+++ SOURCE INFORMATION +++

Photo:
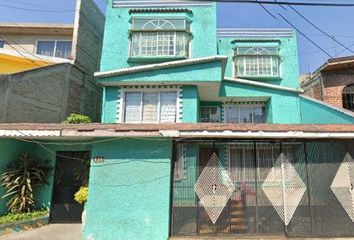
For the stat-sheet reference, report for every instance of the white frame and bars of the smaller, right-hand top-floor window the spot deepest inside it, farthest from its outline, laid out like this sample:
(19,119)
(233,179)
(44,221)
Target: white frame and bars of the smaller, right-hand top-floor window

+++

* WORK REQUEST *
All entries above are to be reproduced exactly, with no pictures.

* SOLUTION FOR THIS PROBLEM *
Photo:
For the stat-sheet reference, report for every instance of the white frame and bars of the smaller, right-hand top-floor window the spot deepest inside it, farthest from its outline, laid out like this sample:
(19,119)
(233,179)
(44,221)
Target: white frame and bars of the smaller, right-hand top-floor window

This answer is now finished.